* Begin RECORDS FOR THE TASK *

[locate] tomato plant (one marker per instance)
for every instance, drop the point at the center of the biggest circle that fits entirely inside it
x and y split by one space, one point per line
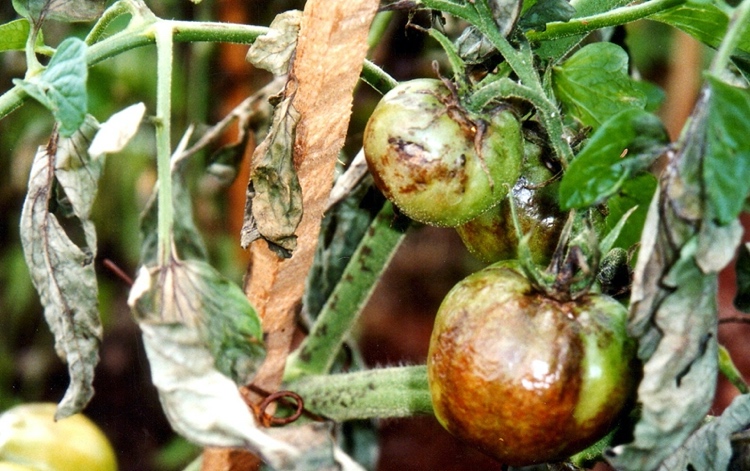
435 162
525 377
597 199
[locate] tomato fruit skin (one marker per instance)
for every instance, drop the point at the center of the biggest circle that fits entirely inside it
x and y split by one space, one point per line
491 236
523 377
29 436
437 164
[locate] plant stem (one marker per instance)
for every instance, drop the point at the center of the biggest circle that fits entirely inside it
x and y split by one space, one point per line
737 24
164 58
587 24
320 348
730 371
388 392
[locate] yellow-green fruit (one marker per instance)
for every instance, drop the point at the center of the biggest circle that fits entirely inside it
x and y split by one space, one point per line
491 236
8 466
29 436
437 163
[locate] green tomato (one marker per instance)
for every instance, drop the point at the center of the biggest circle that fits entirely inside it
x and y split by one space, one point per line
436 163
523 377
29 436
491 236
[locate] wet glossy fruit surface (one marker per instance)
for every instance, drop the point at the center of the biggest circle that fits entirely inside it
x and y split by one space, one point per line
491 236
523 377
437 164
30 437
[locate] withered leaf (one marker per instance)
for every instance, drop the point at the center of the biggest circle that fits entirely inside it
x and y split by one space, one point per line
274 196
274 50
60 247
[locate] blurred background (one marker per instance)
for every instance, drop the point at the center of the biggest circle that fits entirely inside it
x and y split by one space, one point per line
209 81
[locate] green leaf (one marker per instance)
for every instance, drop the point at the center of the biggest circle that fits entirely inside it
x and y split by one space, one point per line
594 85
742 268
13 35
61 87
727 159
710 446
636 191
192 293
546 11
60 247
621 147
705 21
69 11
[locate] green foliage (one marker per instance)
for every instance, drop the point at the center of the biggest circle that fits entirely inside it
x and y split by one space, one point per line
61 87
624 145
594 84
727 164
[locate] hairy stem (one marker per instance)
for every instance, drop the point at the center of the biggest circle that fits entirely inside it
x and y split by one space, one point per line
164 49
388 392
587 24
318 351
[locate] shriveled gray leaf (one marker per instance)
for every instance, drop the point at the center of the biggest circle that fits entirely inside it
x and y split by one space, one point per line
192 293
710 446
318 451
202 404
69 11
61 87
115 133
273 51
274 196
474 47
60 251
505 13
673 311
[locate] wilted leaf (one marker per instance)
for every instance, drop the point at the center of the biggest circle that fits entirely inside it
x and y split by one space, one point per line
61 87
727 161
202 404
636 191
273 51
474 47
60 251
192 293
318 451
593 84
505 13
341 231
624 145
710 446
69 11
274 196
546 11
13 35
117 131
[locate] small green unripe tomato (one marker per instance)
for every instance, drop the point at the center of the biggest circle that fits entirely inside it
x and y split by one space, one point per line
523 377
436 163
491 236
30 437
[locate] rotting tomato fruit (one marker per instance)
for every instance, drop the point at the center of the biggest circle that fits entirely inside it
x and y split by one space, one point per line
29 436
491 236
434 161
524 377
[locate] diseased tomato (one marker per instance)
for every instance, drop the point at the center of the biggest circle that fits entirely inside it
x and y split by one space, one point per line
438 164
524 377
30 437
491 236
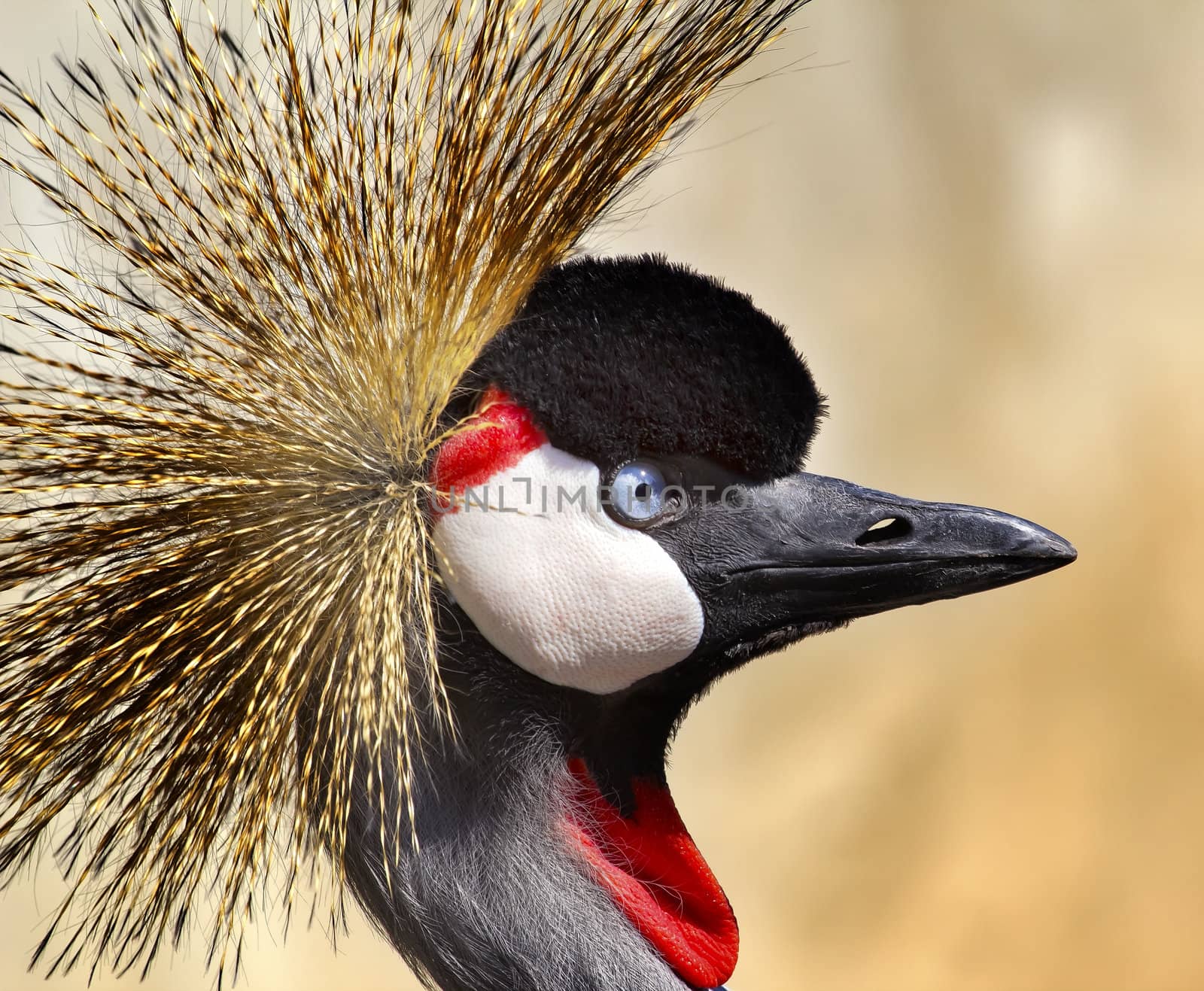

* End RECORDS FOR THE TASK *

Pull every line of the items above out verbatim, leaving out the pictures.

[locate] tomato plant (one marker per instance)
for every instance, drop the point at the center of the biggest circle that fits entirely inside it
x and y split by one space, one point per line
435 162
525 377
597 199
[locate] tomato fruit skin (one marker per instance)
for every instance, drop the point at the center of the biggest circle that fits entirely inside it
x and y split by one space, one point per line
491 236
523 377
29 436
437 164
[locate] plant stem (one marker per instance)
for every instance, drop the point at the center of the biggest circle that fits entirely inside it
x and y split by one space, one point per line
737 24
164 58
587 24
320 348
730 371
388 392
[locate] yellow-green fruit (one marker per instance)
for every instance, drop the point at the center of the biggest circle that fits entirely inside it
x and y split by one space, one point per line
491 236
8 466
29 436
437 163
[locate] green tomato (one marker per instance)
for every instance, drop the point at the center of the biggest circle that fits entirely inside it
x and y split by one space, one point per line
436 163
523 377
29 436
491 236
[locate] wet glossy fruit surface (one marker per instance)
for every instance, drop the point at the center of the biggest circle that fits entirely inside it
x and y split by one space, one point per line
491 236
523 377
437 164
30 437
[locate] withered leaf (one marker per instance)
for every instance, drop the point at the center of the biggest circle that fits entirely inside it
x and y split by one space, one point per line
274 196
274 50
60 247
[locate] blurred background (one marker per instance)
for every instance, drop the point at the center of the biggest circle that fits entirely inside it
x and y split by one space, one point per line
209 81
[locate] green leaf (one marker per instance)
for every instance, drop the point at the center of the biggest circle that fits entirely inside it
x and y split by one space, one point per line
594 85
742 268
13 35
61 87
727 159
710 446
636 191
192 293
546 11
60 247
621 147
705 21
69 11
[locate] green foliage (one marker per instance)
for every instance, drop the point at the center of the biggest circle that fits entirely inside it
x and y split by one space, one point per line
61 87
624 145
594 84
727 164
[locate] hairy stem (one marker per instance)
for every instance, drop the point at the center of the biggest circle that fits entirely inside it
x and y split by one space, one point per line
164 49
388 392
587 24
318 351
[locate] shriveled gray leaf (one marker per instance)
for every instance, drop the point at the center of the biggest circle that fits entirely inside it
x and y split by one space, one point per line
192 293
710 446
318 451
202 404
69 11
61 87
115 133
273 51
274 196
474 47
60 251
505 13
673 311
[locate] wilted leaf (one marker per instance)
for every instance, drop the point at the center of the biggest circle that fits entirely inside it
x and y split by one space, one point per line
61 87
727 161
202 404
636 191
273 51
474 47
60 251
192 293
318 451
593 84
505 13
341 231
624 145
710 446
69 11
274 196
546 11
13 35
117 131
[locate] small green unripe tomato (one marker per instance)
for every instance, drop the point at the center of the biggest circle that fits entirely inside it
x and y split by one space, one point per line
523 377
436 163
491 236
30 437
[locate] rotting tomato fruit (one marker per instance)
for every instance, drop the point at the center of the biggest circle that fits entirely inside it
x and y split by one space, one point per line
29 436
491 236
434 161
524 377
[locate] diseased tomato (one marker per instance)
for every instance, drop the point at the center of the biggest circle that fits entirely inside it
x and y split by one space, one point per line
438 164
524 377
30 437
491 236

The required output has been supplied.